## Records from a data source
┌──
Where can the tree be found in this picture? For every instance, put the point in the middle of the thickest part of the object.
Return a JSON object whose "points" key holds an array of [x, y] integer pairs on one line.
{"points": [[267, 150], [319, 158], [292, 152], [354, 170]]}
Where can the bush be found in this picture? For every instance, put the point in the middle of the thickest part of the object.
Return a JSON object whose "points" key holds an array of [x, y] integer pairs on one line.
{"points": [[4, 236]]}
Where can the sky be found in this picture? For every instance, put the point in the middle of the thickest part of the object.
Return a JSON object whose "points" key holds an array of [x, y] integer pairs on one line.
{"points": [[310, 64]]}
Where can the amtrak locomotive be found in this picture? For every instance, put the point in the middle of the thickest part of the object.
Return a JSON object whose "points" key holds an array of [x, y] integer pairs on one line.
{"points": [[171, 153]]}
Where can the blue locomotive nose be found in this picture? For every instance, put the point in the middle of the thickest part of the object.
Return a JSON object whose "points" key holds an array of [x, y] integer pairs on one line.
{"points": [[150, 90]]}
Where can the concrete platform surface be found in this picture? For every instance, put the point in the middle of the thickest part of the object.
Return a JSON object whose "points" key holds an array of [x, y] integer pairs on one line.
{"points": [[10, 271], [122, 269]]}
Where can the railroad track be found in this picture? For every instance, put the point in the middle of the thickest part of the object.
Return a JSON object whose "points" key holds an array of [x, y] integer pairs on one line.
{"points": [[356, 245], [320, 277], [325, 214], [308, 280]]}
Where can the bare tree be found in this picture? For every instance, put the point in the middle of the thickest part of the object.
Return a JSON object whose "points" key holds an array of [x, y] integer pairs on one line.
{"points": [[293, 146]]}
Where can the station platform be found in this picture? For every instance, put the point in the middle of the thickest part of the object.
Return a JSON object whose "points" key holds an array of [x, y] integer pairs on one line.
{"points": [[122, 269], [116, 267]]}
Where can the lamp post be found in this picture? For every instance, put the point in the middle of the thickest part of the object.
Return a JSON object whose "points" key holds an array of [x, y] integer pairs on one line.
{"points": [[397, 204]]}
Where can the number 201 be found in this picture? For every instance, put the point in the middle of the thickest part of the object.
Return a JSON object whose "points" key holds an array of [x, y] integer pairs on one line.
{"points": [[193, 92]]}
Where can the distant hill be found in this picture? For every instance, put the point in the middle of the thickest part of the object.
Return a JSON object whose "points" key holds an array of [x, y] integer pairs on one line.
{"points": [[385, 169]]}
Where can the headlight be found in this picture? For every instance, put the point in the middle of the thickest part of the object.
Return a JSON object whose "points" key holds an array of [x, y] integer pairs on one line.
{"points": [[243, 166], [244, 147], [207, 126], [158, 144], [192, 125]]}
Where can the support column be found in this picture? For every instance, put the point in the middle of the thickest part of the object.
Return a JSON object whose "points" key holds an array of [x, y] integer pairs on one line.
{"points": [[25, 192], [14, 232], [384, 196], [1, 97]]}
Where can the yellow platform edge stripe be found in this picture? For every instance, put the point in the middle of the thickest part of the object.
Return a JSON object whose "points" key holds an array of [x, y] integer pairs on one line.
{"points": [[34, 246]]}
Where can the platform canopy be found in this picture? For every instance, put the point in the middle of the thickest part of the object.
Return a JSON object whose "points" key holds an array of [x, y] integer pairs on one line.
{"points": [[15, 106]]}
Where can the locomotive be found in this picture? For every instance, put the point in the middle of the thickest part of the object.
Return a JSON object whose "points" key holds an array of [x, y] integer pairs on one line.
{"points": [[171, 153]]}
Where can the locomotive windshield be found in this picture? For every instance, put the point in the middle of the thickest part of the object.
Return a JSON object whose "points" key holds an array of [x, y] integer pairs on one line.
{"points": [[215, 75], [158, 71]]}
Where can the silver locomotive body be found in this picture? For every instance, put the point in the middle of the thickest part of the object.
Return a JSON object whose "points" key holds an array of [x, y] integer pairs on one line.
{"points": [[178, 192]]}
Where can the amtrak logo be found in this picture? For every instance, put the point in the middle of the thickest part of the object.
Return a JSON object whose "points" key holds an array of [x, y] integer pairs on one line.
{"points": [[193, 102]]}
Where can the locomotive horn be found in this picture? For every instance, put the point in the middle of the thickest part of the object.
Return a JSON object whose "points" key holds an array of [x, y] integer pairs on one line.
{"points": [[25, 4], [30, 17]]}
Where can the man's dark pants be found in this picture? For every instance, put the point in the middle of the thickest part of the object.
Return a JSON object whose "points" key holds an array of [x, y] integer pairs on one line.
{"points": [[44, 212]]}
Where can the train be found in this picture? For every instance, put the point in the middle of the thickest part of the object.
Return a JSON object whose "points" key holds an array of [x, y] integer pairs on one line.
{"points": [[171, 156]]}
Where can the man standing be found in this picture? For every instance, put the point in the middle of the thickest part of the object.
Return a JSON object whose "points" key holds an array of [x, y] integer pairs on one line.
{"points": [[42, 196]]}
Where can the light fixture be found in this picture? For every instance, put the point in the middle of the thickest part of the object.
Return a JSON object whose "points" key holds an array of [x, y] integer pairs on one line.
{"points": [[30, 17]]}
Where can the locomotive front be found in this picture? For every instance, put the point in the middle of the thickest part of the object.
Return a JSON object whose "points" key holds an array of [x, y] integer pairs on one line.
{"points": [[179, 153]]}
└──
## GOAL
Repeat each record exactly, leaving nothing out.

## FULL SOLUTION
Where can the tree be found in this picture? For every instance, put the point in the middle of the thickest part of the object.
Return a JSON object whose "points" key holds an array of [x, y] integer pairs on one line.
{"points": [[267, 150], [319, 158], [292, 152], [354, 170]]}
Where can the bush be found in this picture? For every instance, put the point in the middle of the thickest part of the object.
Return a JSON object whose "points" key holds an array of [x, y] integer pairs on one line.
{"points": [[4, 236]]}
Where can the sky be found in this picture? For every instance, put the point in the middle of the thickest part of the object.
Return a JSON object whose "points" key holds an array of [x, y] integer pairs on one line.
{"points": [[310, 64]]}
Where can the amtrak locomotive be found in this picture? For every instance, put the point in the middle of the thickest part of the object.
Return a JSON object whose "points" key holds an array of [x, y] integer pairs on one line.
{"points": [[171, 153]]}
Where can the blue locomotive nose be found in this picture? For every instance, put the point in the middle of the thickest part of the object.
Return a JSON object whose "points" key holds an array of [x, y] integer pairs on one line.
{"points": [[150, 90]]}
Where can the concrete platform surface be found in this picture? For every instance, put the point in the middle of the thickest part of the object.
Return a JSON object whose "points" key holds an array of [x, y] integer pairs on one line.
{"points": [[10, 271], [122, 269]]}
Where can the railroad track be found in this picture? For every instance, put the point in the middle of the thickest part of the object.
Return a JSON object whose "points" key holds an array of [x, y] integer pairs on one line.
{"points": [[356, 245], [320, 277], [325, 214], [308, 280]]}
Where can the bare tree be found in this picture? For every instance, put the point in the middle of the thickest part of the object.
Return a JSON object whose "points" key holds an array of [x, y] integer pairs on one line.
{"points": [[293, 146]]}
Where can the station platform be found in this picture? For every instance, put the point in the middle of the thickest part of the object.
Return a JSON object whose "points" key holds an array of [x, y] integer pairs on one line.
{"points": [[122, 269], [116, 267]]}
Where can the lamp post be found in this picture? For every instance, put the point in the middle of the thickest part of the object.
Return a JSON object whose "points" key holds an array of [x, y] integer pairs on one line.
{"points": [[397, 204]]}
Where can the number 201 be found in this picture? For every instance, put the point in the middle of the thickest part of the object.
Return a JSON object whose "points" key holds an array of [x, y] integer pairs on one line.
{"points": [[193, 92]]}
Where can the distant hill be found in this picture? For every instance, put the point in the middle of the thickest part of the object.
Return a JSON object whose "points" key holds an array of [x, y] integer pairs on one line.
{"points": [[385, 169]]}
Where can the headlight be found in this picture? For every instance, put the point in the middle of the thickest part of the object.
Return a JSON object whose "points" key holds an array of [x, y] integer pairs on one line.
{"points": [[243, 166], [244, 147], [207, 126], [158, 144], [192, 125]]}
Where can the support column be found in this picture? For every instance, put the point in the middle of the thickest part of the object.
Return a JSON object whose "points" key holds an array of [x, y] integer pairs on one line.
{"points": [[25, 192], [14, 232], [384, 196], [1, 97]]}
Where can the yellow platform edge stripe be found in this picture? For every instance, put the point in the middle of the thickest part of the object.
Return a JSON object whose "points" key holds an array of [x, y] integer pairs on one line.
{"points": [[34, 246]]}
Where can the platform canopy be found in this picture? For every instance, put the point in the middle of the thickest part of the object.
Return a JSON object whose "points" key holds an array of [x, y] integer pairs on one line.
{"points": [[15, 106]]}
Where can the locomotive be found in this picture? For every instance, put the point in the middle of the thickest part of the object.
Return a JSON object whose "points" key holds an array of [x, y] integer pairs on one line.
{"points": [[171, 153]]}
Where can the locomotive windshield be found in this picture? For every instance, put the point in the middle of the thickest part of the object.
Return a JSON object whose "points" key holds an array of [x, y] integer pairs on one line.
{"points": [[215, 75], [158, 71]]}
Where can the silver locomotive body be found in this picture? For every instance, put the point in the middle of the thickest part of the object.
Return a JSON object whose "points" key holds an array of [x, y] integer pairs on one line.
{"points": [[178, 192]]}
Where can the amtrak logo be found in this picture? For every instance, put the point in the middle of the thickest part of the object.
Return a JSON object whose "points" key holds an array of [x, y] integer pairs on one line.
{"points": [[193, 102]]}
Where can the locomotive horn be found in this picture? For every instance, put the point in the middle of the thickest part of the object.
Return a JSON object whose "points" key holds an array of [x, y] integer pairs on one line.
{"points": [[25, 4], [30, 17]]}
Where can the man's dark pants be found in this picture? For every instance, put the point in the middle of the thickest part of the object.
Return a JSON object whose "points" key holds an array of [x, y] integer pairs on one line.
{"points": [[44, 212]]}
Where can the train be found in this picture? For every instance, put the point in the middle of the thickest part of the object.
Return a JSON object whose "points" key holds an array of [x, y] integer pairs on one line.
{"points": [[171, 156]]}
Where can the man standing be found in this picture? For every instance, put the point in the middle of the thickest part of the object.
Return a JSON object whose "points" key holds an array of [x, y] integer pairs on one line.
{"points": [[42, 196]]}
Where can the light fixture be found in this picture? For every instance, put the point in the middle of the thickest part of the object.
Return a JSON object whose "points" key holds an array of [x, y] integer pairs on one line.
{"points": [[30, 17]]}
Where can the locomotive front be found in this picture? For every instance, put the point in the middle of the thickest part of the object.
Return a JSON object whose "points" key holds an array of [x, y] integer pairs on one line.
{"points": [[179, 153]]}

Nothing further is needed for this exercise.